Reading text
● ● ● ●

Skip to main content

Harnessing LUMI to analyse greenhouse gas emissions

Harnessing LUMI to analyse greenhouse gas emissions. Image: Adobe Stock

In this blog series, we will delve into the collaborative efforts of seven international research collaboration projects between Finland–Japan and Finland–Colorado that use the LUMI supercomputer to address global challenges and top-level research topics in different fields. Join us as we interview the project leads and hear how these collaborations came to life and how they utilise LUMI for cutting-edge research in their field!

Researchers from the Finnish Meteorological Institute (FMI) are working with the Colorado State University (CSU) and the Cooperative Institute for Research in the Atmosphere (CIRA) in the USA to determine global carbon dioxide budgets.

The FMI’s group consists of modelers and satellite data scientists. The group is led by Tuula Aalto of the Carbon cycle group together with Hannakaisa Lindqvist, leader of the Greenhouse gases and satellite methods group.

– The project is dealing with high-resolution estimation of CO2 fluxes, utilising atmospheric CO2 column concentration data from OCO-2 and OCO-3 satellites and assimilating the satellite data in a global inversion modelling system running in LUMI. The results from this system can be used for estimating the global and national-scale CO2 anthropogenic emissions and natural sources and sinks. We will also prepare for the forthcoming high intensity satellite data (e.g. CO2M) by developing the satellite retrieval processing and atmospheric inverse modeling algorithms, Aalto explains.

Natural continuation of earlier collaboration

The team is collaborating with Dr. Chris O’Dell from Cooperative Institute for Research in the Atmosphere (CIRA) and Colorado State University (CSU) and his research group, who they already knew from before.

– Hannakaisa Lindqvist has worked with Chris O’Dell during her post doc visit at CSU, and this project is a natural continuation of the well-started collaboration, Aalto tells.

The collaboration partners are the main developers of the Nasa OCO-2 and OCO-3 missions’ CO2 data.

LUMI resources are elemental for this research

– LUMI resources are elemental for our research, as LUMI provides the top-grade computing resources internationally, Aalto says.

● ● ● ●

Please say whether each statement agrees with the greenhouse gas article, answering yes or no and quoting the words of the article that decide it. 1. The FMI group is led by Tuula Aalto together with Hannakaisa Lindqvist. 2. The satellite data are assimilated in a modelling system running at Colorado State University. 3. The collaboration partners are the main developers of the OCO-2 and OCO-3 missions' CO2 data. The listing is separate material with no connection to the greenhouse gas article.

(Items listed in a dataset)
● ● ● ●

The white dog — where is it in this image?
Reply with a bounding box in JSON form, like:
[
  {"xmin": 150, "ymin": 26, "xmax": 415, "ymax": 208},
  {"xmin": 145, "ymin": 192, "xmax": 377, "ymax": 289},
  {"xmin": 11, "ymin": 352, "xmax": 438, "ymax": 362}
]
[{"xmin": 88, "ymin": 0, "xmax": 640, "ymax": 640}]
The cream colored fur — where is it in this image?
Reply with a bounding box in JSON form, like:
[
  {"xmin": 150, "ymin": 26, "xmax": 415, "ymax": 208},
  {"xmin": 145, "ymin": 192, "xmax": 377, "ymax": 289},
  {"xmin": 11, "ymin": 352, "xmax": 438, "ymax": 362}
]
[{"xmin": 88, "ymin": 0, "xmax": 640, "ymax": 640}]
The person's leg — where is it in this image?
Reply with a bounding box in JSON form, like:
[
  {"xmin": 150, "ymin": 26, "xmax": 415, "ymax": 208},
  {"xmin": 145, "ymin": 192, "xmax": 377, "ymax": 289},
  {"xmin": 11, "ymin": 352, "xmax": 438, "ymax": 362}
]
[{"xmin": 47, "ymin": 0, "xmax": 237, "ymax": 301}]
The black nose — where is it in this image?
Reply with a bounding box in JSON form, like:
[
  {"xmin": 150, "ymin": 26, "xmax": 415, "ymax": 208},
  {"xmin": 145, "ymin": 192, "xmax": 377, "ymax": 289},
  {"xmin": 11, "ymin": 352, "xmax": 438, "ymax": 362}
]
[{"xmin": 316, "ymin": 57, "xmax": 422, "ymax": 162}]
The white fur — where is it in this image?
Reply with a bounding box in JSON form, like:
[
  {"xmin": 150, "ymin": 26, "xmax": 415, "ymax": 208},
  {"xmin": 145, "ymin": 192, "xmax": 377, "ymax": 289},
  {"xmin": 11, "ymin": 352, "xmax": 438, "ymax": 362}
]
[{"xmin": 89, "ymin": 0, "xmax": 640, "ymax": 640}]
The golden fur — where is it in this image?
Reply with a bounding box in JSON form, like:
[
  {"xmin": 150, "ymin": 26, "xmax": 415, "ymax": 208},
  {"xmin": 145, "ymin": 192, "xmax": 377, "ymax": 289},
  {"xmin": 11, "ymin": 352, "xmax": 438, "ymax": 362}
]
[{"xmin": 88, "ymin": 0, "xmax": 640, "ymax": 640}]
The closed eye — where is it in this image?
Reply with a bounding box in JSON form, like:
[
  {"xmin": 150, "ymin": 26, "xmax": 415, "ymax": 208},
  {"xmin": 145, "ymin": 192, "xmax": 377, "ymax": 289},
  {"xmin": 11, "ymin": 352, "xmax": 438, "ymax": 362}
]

● ● ● ●

Task response
1. Yes: "The group is led by Tuula Aalto of the Carbon cycle group together with Hannakaisa Lindqvist"
2. No: "assimilating the satellite data in a global inversion modelling system running in LUMI"
3. Yes: "The collaboration partners are the main developers of the Nasa OCO-2 and OCO-3 missions’ CO2 data."